#### TASK DIRECTIONS
From the listing below, pick out each line with the word "finger".

#### WORKING DATA

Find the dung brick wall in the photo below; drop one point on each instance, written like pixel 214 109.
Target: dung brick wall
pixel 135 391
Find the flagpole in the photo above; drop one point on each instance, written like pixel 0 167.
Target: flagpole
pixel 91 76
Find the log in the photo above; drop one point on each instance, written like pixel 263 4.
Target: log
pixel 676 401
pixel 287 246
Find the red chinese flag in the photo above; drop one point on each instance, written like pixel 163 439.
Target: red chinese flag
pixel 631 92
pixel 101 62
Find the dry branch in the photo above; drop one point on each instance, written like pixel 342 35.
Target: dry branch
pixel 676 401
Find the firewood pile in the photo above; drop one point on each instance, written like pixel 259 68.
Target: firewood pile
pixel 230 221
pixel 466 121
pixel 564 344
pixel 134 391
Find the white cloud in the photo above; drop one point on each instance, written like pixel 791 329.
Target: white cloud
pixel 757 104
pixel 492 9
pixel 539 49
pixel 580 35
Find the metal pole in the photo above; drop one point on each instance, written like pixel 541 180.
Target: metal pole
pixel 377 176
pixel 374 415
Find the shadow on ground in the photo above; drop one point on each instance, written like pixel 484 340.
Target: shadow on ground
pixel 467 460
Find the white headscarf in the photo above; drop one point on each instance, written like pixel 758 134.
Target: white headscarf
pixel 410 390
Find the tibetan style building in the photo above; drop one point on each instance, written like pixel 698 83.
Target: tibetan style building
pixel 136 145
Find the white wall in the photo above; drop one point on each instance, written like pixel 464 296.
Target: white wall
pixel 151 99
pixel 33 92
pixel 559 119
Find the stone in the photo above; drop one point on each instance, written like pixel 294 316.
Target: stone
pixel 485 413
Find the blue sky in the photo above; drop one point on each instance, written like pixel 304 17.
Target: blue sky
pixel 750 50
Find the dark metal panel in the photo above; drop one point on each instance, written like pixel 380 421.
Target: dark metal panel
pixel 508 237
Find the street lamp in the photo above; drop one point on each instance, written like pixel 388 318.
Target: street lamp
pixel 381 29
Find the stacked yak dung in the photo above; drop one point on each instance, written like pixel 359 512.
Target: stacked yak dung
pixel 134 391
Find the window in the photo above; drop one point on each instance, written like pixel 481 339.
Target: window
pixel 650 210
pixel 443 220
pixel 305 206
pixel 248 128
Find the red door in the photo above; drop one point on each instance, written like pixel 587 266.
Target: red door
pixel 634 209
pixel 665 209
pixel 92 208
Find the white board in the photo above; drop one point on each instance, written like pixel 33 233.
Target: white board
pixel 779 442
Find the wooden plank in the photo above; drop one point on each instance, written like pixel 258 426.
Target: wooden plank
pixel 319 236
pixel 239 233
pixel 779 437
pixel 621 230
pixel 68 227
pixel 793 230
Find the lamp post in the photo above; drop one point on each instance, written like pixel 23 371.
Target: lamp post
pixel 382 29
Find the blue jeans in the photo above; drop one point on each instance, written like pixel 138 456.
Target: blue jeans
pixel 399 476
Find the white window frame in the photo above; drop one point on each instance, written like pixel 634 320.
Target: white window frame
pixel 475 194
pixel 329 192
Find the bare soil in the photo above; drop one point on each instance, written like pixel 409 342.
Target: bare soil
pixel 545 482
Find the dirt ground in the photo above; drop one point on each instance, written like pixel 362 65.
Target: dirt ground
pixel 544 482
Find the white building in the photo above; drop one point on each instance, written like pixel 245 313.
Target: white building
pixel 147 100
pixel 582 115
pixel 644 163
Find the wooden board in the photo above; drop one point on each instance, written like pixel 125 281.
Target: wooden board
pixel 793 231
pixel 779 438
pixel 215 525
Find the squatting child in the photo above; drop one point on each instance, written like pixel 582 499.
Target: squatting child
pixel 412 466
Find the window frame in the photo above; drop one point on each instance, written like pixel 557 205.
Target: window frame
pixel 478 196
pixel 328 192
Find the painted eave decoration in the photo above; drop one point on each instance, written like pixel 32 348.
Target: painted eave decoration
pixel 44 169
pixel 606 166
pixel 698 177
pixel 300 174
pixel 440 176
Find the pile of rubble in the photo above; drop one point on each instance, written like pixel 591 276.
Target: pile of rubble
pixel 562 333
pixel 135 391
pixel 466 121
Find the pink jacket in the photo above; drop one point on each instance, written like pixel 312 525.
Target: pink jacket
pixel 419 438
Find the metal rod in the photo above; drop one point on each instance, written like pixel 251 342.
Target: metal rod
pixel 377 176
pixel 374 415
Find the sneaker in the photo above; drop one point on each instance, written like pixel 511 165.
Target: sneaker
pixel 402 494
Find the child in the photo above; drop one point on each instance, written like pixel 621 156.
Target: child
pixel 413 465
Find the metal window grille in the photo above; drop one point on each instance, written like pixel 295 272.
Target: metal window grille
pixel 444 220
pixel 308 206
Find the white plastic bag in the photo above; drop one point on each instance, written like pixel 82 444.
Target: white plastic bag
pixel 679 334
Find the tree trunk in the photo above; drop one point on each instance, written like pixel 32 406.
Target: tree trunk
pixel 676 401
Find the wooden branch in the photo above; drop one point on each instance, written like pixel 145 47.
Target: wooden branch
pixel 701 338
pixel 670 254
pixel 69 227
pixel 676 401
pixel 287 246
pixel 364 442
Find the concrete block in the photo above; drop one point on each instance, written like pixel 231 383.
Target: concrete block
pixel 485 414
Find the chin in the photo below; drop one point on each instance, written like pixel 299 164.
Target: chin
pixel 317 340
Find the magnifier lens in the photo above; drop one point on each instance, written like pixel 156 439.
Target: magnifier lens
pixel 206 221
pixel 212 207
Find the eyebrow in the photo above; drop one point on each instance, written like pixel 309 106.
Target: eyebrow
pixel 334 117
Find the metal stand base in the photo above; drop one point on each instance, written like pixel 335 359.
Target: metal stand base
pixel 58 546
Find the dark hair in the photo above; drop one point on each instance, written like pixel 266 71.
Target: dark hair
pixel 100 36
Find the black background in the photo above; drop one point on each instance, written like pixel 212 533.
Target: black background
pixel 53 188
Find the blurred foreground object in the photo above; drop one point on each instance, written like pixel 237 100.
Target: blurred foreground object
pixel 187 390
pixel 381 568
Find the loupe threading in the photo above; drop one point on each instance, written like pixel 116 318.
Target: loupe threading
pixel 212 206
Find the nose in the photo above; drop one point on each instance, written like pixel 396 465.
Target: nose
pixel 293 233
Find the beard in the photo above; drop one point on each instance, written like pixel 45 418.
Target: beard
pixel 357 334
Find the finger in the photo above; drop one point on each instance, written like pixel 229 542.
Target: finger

#### EXERCISE ANSWER
Find the finger in the photo above; drop one point on each instance, written like pixel 229 542.
Target: finger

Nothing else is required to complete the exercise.